Records from a point labeling set
________________________________________

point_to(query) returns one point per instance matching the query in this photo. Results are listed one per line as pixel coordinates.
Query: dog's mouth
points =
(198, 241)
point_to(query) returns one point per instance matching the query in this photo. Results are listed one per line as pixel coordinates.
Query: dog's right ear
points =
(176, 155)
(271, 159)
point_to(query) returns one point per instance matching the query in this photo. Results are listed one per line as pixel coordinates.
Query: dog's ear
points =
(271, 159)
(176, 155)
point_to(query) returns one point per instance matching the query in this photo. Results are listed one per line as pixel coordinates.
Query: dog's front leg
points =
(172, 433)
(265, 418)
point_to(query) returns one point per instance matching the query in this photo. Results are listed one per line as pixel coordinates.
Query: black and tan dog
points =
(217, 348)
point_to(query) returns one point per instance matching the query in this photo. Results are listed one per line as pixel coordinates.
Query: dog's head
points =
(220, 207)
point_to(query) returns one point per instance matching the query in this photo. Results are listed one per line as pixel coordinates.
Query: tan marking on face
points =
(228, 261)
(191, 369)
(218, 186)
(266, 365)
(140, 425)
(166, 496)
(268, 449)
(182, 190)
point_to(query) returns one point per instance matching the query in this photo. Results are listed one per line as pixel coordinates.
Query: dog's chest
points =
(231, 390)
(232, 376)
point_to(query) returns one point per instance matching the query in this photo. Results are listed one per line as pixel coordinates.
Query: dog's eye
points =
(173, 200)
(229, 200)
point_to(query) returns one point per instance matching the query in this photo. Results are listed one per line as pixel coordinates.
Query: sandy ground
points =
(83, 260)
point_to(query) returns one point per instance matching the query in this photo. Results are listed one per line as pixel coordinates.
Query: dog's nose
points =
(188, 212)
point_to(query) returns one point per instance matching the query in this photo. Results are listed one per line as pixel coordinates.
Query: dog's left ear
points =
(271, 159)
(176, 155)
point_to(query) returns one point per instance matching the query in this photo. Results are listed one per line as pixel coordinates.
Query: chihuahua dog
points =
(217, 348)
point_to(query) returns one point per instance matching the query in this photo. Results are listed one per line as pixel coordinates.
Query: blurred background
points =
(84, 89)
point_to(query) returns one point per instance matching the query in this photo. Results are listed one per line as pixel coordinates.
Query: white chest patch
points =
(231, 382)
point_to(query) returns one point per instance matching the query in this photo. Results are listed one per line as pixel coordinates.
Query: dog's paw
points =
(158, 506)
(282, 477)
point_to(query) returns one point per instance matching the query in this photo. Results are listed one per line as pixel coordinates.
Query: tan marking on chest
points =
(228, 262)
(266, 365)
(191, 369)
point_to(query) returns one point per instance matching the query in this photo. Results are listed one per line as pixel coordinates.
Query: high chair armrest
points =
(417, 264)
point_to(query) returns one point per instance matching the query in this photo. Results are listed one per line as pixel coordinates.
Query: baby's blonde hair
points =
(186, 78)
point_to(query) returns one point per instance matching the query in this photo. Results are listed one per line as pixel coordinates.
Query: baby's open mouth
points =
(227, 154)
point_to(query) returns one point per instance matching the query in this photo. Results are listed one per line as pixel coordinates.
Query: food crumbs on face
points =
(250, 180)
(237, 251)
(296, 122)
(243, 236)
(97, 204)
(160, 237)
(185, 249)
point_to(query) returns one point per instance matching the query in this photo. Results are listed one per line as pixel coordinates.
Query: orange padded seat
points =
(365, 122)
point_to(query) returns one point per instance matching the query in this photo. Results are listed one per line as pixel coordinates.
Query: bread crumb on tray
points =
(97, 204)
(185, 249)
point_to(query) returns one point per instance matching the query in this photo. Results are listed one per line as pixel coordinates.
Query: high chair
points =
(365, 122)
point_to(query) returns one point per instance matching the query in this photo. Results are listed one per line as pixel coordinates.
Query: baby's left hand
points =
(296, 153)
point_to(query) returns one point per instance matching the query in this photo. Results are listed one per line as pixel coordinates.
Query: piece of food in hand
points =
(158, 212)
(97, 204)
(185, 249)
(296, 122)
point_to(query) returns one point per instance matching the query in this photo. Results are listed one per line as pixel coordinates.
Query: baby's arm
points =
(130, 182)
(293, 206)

________________________________________

* _Stated problem_
Please return every line of the records above that contains the word "hand", with case counting.

* _Output for this exercise_
Query: baby's left hand
Query: piece of food in hand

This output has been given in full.